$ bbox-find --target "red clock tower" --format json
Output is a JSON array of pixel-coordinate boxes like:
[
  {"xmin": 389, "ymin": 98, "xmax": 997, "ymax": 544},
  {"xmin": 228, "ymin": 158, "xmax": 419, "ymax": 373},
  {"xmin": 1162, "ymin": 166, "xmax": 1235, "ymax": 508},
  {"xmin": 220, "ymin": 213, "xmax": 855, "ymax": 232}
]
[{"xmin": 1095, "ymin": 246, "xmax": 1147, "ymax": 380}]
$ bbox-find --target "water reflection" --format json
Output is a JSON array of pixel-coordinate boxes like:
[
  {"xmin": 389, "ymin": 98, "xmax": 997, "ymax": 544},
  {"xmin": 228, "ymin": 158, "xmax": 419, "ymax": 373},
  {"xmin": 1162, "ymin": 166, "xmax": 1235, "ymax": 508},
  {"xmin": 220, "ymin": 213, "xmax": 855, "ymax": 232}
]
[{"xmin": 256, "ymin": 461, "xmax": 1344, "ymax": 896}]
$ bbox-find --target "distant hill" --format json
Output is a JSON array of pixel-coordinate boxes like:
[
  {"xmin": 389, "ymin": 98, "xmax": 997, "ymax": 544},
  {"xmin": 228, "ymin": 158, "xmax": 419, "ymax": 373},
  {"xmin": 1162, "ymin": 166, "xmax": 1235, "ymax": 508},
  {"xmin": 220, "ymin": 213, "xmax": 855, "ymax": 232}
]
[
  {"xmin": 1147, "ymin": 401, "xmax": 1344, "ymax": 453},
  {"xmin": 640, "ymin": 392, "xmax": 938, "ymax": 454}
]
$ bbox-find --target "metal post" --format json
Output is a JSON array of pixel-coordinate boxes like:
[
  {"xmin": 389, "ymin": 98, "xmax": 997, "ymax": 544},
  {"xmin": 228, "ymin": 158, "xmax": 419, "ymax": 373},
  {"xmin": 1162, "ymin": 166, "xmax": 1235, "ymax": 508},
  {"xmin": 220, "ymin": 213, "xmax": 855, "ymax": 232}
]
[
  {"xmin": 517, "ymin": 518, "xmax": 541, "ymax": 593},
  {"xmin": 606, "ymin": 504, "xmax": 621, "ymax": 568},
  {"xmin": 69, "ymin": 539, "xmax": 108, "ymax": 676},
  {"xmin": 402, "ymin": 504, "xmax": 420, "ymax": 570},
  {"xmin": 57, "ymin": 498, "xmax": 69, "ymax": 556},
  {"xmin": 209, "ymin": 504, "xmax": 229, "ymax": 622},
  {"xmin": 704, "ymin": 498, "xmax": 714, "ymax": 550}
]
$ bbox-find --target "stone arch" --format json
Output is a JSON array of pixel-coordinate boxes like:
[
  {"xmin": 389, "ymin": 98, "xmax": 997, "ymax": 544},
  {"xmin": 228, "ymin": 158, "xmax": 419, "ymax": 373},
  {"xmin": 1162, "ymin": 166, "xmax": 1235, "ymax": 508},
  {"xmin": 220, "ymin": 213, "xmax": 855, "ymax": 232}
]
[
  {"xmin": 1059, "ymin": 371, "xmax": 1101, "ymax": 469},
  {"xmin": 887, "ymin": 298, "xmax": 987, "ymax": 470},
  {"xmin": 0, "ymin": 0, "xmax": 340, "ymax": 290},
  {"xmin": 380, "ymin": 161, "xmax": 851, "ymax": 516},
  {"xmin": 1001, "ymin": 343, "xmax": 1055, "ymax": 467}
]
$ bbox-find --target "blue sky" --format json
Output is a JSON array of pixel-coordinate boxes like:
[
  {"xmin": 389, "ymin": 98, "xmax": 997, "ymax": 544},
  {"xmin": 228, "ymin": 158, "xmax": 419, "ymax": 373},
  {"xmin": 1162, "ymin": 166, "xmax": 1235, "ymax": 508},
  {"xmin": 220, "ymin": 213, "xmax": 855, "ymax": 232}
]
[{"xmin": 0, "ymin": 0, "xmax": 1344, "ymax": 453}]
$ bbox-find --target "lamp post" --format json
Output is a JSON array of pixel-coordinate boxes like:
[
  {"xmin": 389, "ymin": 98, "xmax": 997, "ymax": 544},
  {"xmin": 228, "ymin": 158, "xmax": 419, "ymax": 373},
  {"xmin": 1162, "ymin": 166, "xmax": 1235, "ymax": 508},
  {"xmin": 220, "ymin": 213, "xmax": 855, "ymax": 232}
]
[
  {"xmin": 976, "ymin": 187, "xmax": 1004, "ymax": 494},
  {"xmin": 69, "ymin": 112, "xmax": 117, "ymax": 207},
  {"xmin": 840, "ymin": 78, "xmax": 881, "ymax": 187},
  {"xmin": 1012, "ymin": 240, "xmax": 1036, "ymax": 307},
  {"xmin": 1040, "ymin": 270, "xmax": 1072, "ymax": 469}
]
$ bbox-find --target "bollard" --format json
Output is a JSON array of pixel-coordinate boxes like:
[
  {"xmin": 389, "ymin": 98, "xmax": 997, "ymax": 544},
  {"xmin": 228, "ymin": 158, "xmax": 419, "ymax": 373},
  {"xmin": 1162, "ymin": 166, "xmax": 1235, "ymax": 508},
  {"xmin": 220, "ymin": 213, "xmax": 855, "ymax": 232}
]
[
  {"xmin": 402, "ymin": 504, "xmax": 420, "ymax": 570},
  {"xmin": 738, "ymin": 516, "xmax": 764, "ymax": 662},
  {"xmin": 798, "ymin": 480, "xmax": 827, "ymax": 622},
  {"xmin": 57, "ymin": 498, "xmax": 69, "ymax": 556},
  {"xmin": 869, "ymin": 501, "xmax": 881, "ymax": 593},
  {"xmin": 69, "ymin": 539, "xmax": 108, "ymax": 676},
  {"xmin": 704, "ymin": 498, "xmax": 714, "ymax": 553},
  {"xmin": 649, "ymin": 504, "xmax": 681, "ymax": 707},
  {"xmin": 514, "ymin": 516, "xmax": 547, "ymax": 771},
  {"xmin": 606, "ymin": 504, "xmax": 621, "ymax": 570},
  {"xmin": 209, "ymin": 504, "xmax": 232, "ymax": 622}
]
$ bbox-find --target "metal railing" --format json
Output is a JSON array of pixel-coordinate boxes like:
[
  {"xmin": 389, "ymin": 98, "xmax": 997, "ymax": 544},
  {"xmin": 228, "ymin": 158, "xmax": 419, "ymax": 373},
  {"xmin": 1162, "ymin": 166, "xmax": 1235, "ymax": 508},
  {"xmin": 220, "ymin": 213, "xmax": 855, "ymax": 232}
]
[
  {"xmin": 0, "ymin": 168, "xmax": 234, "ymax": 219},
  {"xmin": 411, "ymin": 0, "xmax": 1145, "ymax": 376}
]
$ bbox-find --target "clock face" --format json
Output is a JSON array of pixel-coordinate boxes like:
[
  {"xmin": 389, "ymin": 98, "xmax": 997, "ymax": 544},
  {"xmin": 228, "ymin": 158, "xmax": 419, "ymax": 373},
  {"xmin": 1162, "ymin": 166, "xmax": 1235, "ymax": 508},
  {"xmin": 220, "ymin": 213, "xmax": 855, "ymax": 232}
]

_ _ _ _ _

_THE EXERCISE_: Reproduce every line above without error.

_EXERCISE RESULT_:
$ bbox-find --target "red clock tower" --format json
Output is a JSON array of pixel-coordinate boxes like:
[
  {"xmin": 389, "ymin": 98, "xmax": 997, "ymax": 544},
  {"xmin": 228, "ymin": 158, "xmax": 419, "ymax": 373},
  {"xmin": 1162, "ymin": 166, "xmax": 1235, "ymax": 508},
  {"xmin": 220, "ymin": 213, "xmax": 855, "ymax": 232}
]
[{"xmin": 1095, "ymin": 246, "xmax": 1147, "ymax": 380}]
$ bbox-find --target "water reflection" --format json
Output is a JSON array of pixel-coordinate boxes like:
[
  {"xmin": 389, "ymin": 98, "xmax": 997, "ymax": 544},
  {"xmin": 228, "ymin": 158, "xmax": 419, "ymax": 373},
  {"xmin": 1162, "ymin": 166, "xmax": 1235, "ymax": 508},
  {"xmin": 220, "ymin": 213, "xmax": 855, "ymax": 232}
]
[{"xmin": 256, "ymin": 461, "xmax": 1344, "ymax": 896}]
$ bbox-find --target "distant hill" --format json
Output is a JSON array of pixel-coordinate boxes like:
[
  {"xmin": 389, "ymin": 98, "xmax": 997, "ymax": 544},
  {"xmin": 228, "ymin": 158, "xmax": 419, "ymax": 373},
  {"xmin": 1162, "ymin": 166, "xmax": 1235, "ymax": 508},
  {"xmin": 220, "ymin": 213, "xmax": 855, "ymax": 232}
]
[
  {"xmin": 1147, "ymin": 401, "xmax": 1344, "ymax": 453},
  {"xmin": 640, "ymin": 392, "xmax": 938, "ymax": 454}
]
$ bbox-find --target "metal post" --format json
Output is a JSON array of pixel-coordinate boxes like:
[
  {"xmin": 389, "ymin": 98, "xmax": 997, "ymax": 544},
  {"xmin": 228, "ymin": 158, "xmax": 419, "ymax": 373},
  {"xmin": 1162, "ymin": 166, "xmax": 1235, "ymax": 508},
  {"xmin": 220, "ymin": 213, "xmax": 855, "ymax": 232}
]
[
  {"xmin": 517, "ymin": 518, "xmax": 541, "ymax": 593},
  {"xmin": 606, "ymin": 504, "xmax": 621, "ymax": 568},
  {"xmin": 69, "ymin": 539, "xmax": 108, "ymax": 676},
  {"xmin": 402, "ymin": 504, "xmax": 420, "ymax": 570},
  {"xmin": 57, "ymin": 498, "xmax": 69, "ymax": 556},
  {"xmin": 209, "ymin": 504, "xmax": 229, "ymax": 622},
  {"xmin": 704, "ymin": 498, "xmax": 714, "ymax": 550}
]
$ bbox-find --target "stone arch" --format json
Output is a JSON array of pixel-coordinate boxes like:
[
  {"xmin": 389, "ymin": 98, "xmax": 997, "ymax": 544},
  {"xmin": 228, "ymin": 158, "xmax": 419, "ymax": 373},
  {"xmin": 1162, "ymin": 166, "xmax": 1235, "ymax": 508},
  {"xmin": 220, "ymin": 213, "xmax": 855, "ymax": 232}
]
[
  {"xmin": 1059, "ymin": 371, "xmax": 1101, "ymax": 469},
  {"xmin": 887, "ymin": 298, "xmax": 987, "ymax": 470},
  {"xmin": 0, "ymin": 0, "xmax": 340, "ymax": 290},
  {"xmin": 380, "ymin": 161, "xmax": 851, "ymax": 516},
  {"xmin": 1001, "ymin": 343, "xmax": 1055, "ymax": 467}
]
$ bbox-find --target "blue sky" --format json
Output is a JSON array of pixel-coordinate boxes like:
[
  {"xmin": 389, "ymin": 98, "xmax": 997, "ymax": 544},
  {"xmin": 228, "ymin": 158, "xmax": 419, "ymax": 373},
  {"xmin": 1162, "ymin": 166, "xmax": 1235, "ymax": 508},
  {"xmin": 220, "ymin": 213, "xmax": 855, "ymax": 232}
]
[{"xmin": 0, "ymin": 0, "xmax": 1344, "ymax": 453}]
$ bbox-find --target "lamp post" --format json
Output is a JSON array of pixel-coordinate boxes like:
[
  {"xmin": 389, "ymin": 98, "xmax": 997, "ymax": 544},
  {"xmin": 228, "ymin": 158, "xmax": 419, "ymax": 373},
  {"xmin": 1162, "ymin": 166, "xmax": 1235, "ymax": 508},
  {"xmin": 220, "ymin": 213, "xmax": 855, "ymax": 232}
]
[
  {"xmin": 976, "ymin": 187, "xmax": 1004, "ymax": 494},
  {"xmin": 69, "ymin": 112, "xmax": 117, "ymax": 207},
  {"xmin": 840, "ymin": 78, "xmax": 881, "ymax": 187},
  {"xmin": 1012, "ymin": 240, "xmax": 1036, "ymax": 307},
  {"xmin": 1040, "ymin": 270, "xmax": 1072, "ymax": 469}
]
$ bbox-find --target "bollard" --format json
Output is a JSON array of pixel-coordinate boxes like:
[
  {"xmin": 389, "ymin": 98, "xmax": 997, "ymax": 544},
  {"xmin": 228, "ymin": 158, "xmax": 419, "ymax": 373},
  {"xmin": 1162, "ymin": 166, "xmax": 1235, "ymax": 508},
  {"xmin": 220, "ymin": 213, "xmax": 855, "ymax": 232}
]
[
  {"xmin": 402, "ymin": 504, "xmax": 420, "ymax": 570},
  {"xmin": 738, "ymin": 516, "xmax": 764, "ymax": 662},
  {"xmin": 798, "ymin": 480, "xmax": 827, "ymax": 622},
  {"xmin": 57, "ymin": 498, "xmax": 69, "ymax": 556},
  {"xmin": 869, "ymin": 501, "xmax": 881, "ymax": 593},
  {"xmin": 69, "ymin": 539, "xmax": 108, "ymax": 676},
  {"xmin": 704, "ymin": 498, "xmax": 714, "ymax": 553},
  {"xmin": 649, "ymin": 504, "xmax": 681, "ymax": 707},
  {"xmin": 514, "ymin": 516, "xmax": 547, "ymax": 771},
  {"xmin": 606, "ymin": 504, "xmax": 621, "ymax": 570},
  {"xmin": 209, "ymin": 504, "xmax": 232, "ymax": 622}
]
$ bbox-find --target "metal railing" --format json
Output is a JSON array of pixel-coordinate boxes like:
[
  {"xmin": 389, "ymin": 98, "xmax": 997, "ymax": 544},
  {"xmin": 228, "ymin": 158, "xmax": 419, "ymax": 373},
  {"xmin": 1162, "ymin": 166, "xmax": 1235, "ymax": 508},
  {"xmin": 220, "ymin": 213, "xmax": 855, "ymax": 232}
]
[
  {"xmin": 0, "ymin": 168, "xmax": 234, "ymax": 219},
  {"xmin": 411, "ymin": 0, "xmax": 1145, "ymax": 376}
]
$ bbox-find --target "clock face" --format json
Output is a JSON array of pixel-coordinate boxes like:
[
  {"xmin": 389, "ymin": 98, "xmax": 997, "ymax": 544},
  {"xmin": 228, "ymin": 158, "xmax": 419, "ymax": 373},
  {"xmin": 1162, "ymin": 166, "xmax": 1235, "ymax": 508},
  {"xmin": 220, "ymin": 213, "xmax": 855, "ymax": 232}
]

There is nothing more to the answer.